→ **Tarefa 1**
Traduza para o inglês esta frase da matéria sobre a Batalha do Gueto: "Confira o clipe ao final da matéria."
→ **Tarefa 2**
Copie da matéria sobre a Batalha do Gueto o trecho que começa em "O recurso arrecadado" e vai até "participou do Cypher.", inclusive.

→ **Documento de origem**
O recurso arrecadado foi utilizado para compra de materiais exclusivos para a batalha, como camisas e bonés para os participantes, aquisição de materiais necessários para a melhoria da própria batalha e por fim, para os dois grandes momentos do projeto: a articulação inicial para um CD com músicas autorais dos rappers, a ser lançado em breve, e a estruturação do Cypher do Gueto. Confira o clipe ao final da matéria.
“Ficou uma produção massa, você não sabe a satisfação. A periferia se vendo no vídeo sabe? Nunca pensei que ia fazer um vídeo assim, na minha casa, no meu bairro, mostrando a realidade da nossa cidade, da nossa periferia”, conta MC Vital, um dos rappers que participou do Cypher.
Batalha do Gueto acontece rigorosamente às sextas-feiras e já virou “point” em Currais Novos
Aliado a isso, segundo os organizadores, ter o apoio do judiciário foi importante para várias questões, entre elas, amenizar o clima de preconceito que existe em torno do projeto e principalmente, oportunizar aos jovens da periferia uma oportunidade para ocuparem a cabeça com coisas que agregam.
“A gente percebe uma divisão. Existem pessoas que são preconceituosas e veem o rap como se tivesse bandido. Como também existem as pessoas que entendem que é um local de cultura. Até porque a Batalha do Gueto tem o foco de querer tirar o pessoal das drogas e mostrar que eles podem ter a cultura também”, conta Andréa Titos, relembrando um episódio em que a Polícia Militar chegou ao local de forma ostensiva para uma revista coletiva entre os presentes, caso que irritou os membros da batalha.

→ **Dados extraídos**

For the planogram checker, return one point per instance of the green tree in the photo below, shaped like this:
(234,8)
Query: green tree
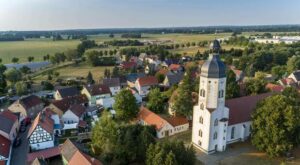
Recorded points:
(156,101)
(125,105)
(254,86)
(275,127)
(21,88)
(15,60)
(232,87)
(13,75)
(181,105)
(278,71)
(89,78)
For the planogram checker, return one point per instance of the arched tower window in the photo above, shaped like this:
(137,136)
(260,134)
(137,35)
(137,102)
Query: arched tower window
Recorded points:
(232,132)
(216,122)
(202,92)
(215,135)
(202,106)
(200,133)
(201,120)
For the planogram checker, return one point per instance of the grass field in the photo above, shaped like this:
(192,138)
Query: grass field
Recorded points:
(36,48)
(40,47)
(77,71)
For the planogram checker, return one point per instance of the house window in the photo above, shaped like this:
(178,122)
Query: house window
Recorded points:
(201,120)
(202,92)
(200,133)
(200,143)
(216,122)
(202,106)
(215,135)
(232,132)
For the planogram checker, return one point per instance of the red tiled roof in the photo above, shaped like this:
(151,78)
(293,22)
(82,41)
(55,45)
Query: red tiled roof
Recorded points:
(174,67)
(147,81)
(97,89)
(46,153)
(30,101)
(4,146)
(128,65)
(43,121)
(176,121)
(65,103)
(151,118)
(274,87)
(82,124)
(163,71)
(82,158)
(77,109)
(240,109)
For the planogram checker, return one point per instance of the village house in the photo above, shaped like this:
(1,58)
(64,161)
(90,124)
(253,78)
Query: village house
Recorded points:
(96,92)
(164,126)
(41,132)
(173,79)
(295,76)
(132,77)
(5,150)
(65,92)
(74,114)
(176,68)
(9,125)
(59,107)
(71,155)
(113,84)
(28,106)
(144,84)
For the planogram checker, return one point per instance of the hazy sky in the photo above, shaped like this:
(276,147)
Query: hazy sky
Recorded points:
(78,14)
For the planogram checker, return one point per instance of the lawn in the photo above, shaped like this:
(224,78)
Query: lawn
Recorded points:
(36,48)
(77,71)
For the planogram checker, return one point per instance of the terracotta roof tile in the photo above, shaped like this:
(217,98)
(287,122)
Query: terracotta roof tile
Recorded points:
(240,109)
(46,153)
(4,146)
(147,81)
(151,118)
(97,89)
(78,109)
(177,121)
(43,121)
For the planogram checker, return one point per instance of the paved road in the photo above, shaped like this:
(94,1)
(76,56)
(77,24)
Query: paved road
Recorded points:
(19,154)
(214,159)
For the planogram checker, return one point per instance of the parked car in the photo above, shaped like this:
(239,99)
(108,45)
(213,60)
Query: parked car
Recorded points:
(22,128)
(17,142)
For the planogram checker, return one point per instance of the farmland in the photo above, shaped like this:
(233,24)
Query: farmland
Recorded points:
(40,47)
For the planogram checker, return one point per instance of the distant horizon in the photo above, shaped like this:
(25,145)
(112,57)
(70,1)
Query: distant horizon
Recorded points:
(120,28)
(45,15)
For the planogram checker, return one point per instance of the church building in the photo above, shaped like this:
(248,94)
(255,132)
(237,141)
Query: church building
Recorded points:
(216,121)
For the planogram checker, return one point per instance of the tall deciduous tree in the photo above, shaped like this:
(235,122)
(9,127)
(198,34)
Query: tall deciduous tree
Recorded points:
(232,87)
(156,101)
(125,105)
(183,102)
(275,127)
(89,78)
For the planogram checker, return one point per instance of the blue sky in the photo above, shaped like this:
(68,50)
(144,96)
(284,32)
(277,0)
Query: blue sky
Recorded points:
(78,14)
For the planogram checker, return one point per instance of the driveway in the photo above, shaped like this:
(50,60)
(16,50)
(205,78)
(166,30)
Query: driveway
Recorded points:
(19,154)
(231,151)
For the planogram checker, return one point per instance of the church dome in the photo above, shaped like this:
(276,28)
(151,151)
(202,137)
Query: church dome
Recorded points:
(214,67)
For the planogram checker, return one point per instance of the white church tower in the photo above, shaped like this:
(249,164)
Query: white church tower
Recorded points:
(210,116)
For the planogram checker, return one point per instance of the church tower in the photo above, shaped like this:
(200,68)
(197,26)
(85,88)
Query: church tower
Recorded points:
(210,116)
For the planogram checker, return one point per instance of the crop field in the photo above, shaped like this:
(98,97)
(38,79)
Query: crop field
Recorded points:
(36,48)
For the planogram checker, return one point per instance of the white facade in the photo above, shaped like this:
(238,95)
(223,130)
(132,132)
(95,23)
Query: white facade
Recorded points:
(210,116)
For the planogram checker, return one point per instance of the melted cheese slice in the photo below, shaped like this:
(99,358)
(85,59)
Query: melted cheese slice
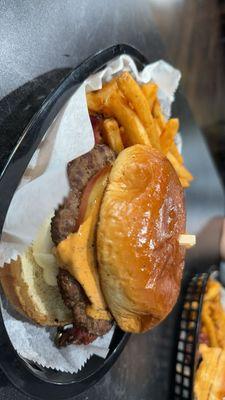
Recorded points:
(77,254)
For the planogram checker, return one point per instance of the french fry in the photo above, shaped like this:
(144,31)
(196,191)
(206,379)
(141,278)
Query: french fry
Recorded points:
(133,93)
(111,135)
(97,101)
(210,328)
(176,154)
(150,92)
(184,183)
(126,117)
(179,168)
(168,134)
(124,137)
(158,115)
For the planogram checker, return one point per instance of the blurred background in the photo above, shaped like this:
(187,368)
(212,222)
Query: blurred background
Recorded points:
(193,32)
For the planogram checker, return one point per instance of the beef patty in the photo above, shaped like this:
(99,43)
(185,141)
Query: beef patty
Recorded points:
(74,298)
(79,171)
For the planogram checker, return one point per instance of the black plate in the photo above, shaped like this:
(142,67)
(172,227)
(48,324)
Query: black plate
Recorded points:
(27,377)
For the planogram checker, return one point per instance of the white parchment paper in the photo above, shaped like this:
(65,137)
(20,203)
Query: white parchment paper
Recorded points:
(41,190)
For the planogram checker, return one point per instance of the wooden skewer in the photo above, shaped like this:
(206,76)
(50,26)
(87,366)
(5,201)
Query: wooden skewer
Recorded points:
(187,240)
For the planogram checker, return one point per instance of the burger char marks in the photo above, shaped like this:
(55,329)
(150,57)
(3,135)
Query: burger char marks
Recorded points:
(75,299)
(79,171)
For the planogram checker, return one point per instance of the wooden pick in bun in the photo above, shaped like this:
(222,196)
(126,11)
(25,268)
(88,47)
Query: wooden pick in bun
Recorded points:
(139,256)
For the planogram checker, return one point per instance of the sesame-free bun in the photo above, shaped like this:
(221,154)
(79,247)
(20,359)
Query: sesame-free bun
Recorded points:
(27,291)
(139,256)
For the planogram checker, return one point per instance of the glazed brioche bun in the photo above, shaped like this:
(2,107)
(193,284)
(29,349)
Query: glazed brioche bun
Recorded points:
(210,376)
(139,256)
(28,292)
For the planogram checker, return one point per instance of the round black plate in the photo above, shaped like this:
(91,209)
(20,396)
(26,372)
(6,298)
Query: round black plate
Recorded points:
(31,379)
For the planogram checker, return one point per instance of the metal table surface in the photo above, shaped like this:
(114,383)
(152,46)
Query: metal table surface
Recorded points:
(40,41)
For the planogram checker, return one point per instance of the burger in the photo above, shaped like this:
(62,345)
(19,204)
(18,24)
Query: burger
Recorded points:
(116,254)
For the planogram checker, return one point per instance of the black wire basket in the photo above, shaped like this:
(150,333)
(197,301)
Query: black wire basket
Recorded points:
(186,357)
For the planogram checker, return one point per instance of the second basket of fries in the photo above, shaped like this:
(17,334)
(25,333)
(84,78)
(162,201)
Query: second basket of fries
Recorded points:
(200,356)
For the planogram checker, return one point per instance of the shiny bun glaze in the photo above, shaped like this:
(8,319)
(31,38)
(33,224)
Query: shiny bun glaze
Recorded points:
(140,259)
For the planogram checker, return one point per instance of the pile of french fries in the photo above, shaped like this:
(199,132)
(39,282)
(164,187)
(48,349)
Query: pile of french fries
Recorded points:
(213,315)
(132,115)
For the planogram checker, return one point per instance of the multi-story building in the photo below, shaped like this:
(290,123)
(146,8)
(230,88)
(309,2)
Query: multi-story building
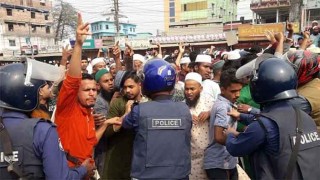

→ **Resposta escrita 1**
Check out the music video at the end of the article.

→ **Resposta escrita 2**
O recurso arrecadado foi utilizado para compra de materiais exclusivos para a batalha, como camisas e bonés para os participantes, aquisição de materiais necessários para a melhoria da própria batalha e por fim, para os dois grandes momentos do projeto: a articulação inicial para um CD com músicas autorais dos rappers, a ser lançado em breve, e a estruturação do Cypher do Gueto. Confira o clipe ao final da matéria.
“Ficou uma produção massa, você não sabe a satisfação. A periferia se vendo no vídeo sabe? Nunca pensei que ia fazer um vídeo assim, na minha casa, no meu bairro, mostrando a realidade da nossa cidade, da nossa periferia”, conta MC Vital, um dos rappers que participou do Cypher.